━━ Records for this task ━━
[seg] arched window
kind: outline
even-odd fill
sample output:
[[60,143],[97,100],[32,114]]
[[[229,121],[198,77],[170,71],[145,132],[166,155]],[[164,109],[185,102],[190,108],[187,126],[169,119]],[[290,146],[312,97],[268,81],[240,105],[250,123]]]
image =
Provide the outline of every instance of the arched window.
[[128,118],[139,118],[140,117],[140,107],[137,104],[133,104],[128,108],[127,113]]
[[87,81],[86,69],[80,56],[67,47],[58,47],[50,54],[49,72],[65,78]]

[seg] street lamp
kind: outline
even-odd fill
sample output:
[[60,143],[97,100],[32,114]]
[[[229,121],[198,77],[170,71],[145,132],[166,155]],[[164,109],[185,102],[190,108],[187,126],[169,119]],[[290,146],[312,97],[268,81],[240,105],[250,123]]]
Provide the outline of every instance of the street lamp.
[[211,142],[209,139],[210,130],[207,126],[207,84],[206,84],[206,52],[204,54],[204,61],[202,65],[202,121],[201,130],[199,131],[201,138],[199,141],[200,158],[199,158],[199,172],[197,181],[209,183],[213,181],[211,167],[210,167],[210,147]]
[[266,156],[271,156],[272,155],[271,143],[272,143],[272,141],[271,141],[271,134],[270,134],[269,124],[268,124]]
━━━
Exercise instructions → If a line appears above, it belongs in your answer, printed exactly.

Finished exercise →
[seg] arched window
kind: outline
even-odd fill
sample output:
[[60,143],[97,100],[32,114]]
[[[229,121],[198,77],[170,71],[145,132],[166,155]],[[164,109],[185,102],[190,108],[187,126],[169,119]],[[290,146],[312,97],[268,81],[240,105],[250,123]]]
image =
Provide the outline of every instance of the arched window.
[[128,118],[139,118],[140,117],[140,107],[137,104],[133,104],[128,108],[127,113]]
[[87,81],[86,69],[80,56],[67,47],[58,47],[50,54],[49,72],[65,78]]

[seg] street lamp
kind: outline
even-odd fill
sample output:
[[60,143],[97,100],[32,114]]
[[[229,121],[198,77],[170,71],[145,132],[166,155]],[[164,109],[185,102],[190,108],[187,126],[169,119]],[[290,146],[312,97],[268,81],[240,105],[250,123]]]
Provide the outline of every instance of the street lamp.
[[211,142],[209,139],[210,130],[207,126],[207,84],[206,84],[206,52],[204,54],[204,61],[202,65],[202,121],[201,130],[199,131],[201,138],[199,141],[200,158],[199,158],[199,172],[197,181],[209,183],[213,181],[211,167],[210,167],[210,147]]
[[266,156],[271,156],[272,155],[271,143],[272,143],[272,141],[271,141],[271,134],[270,134],[269,124],[268,124]]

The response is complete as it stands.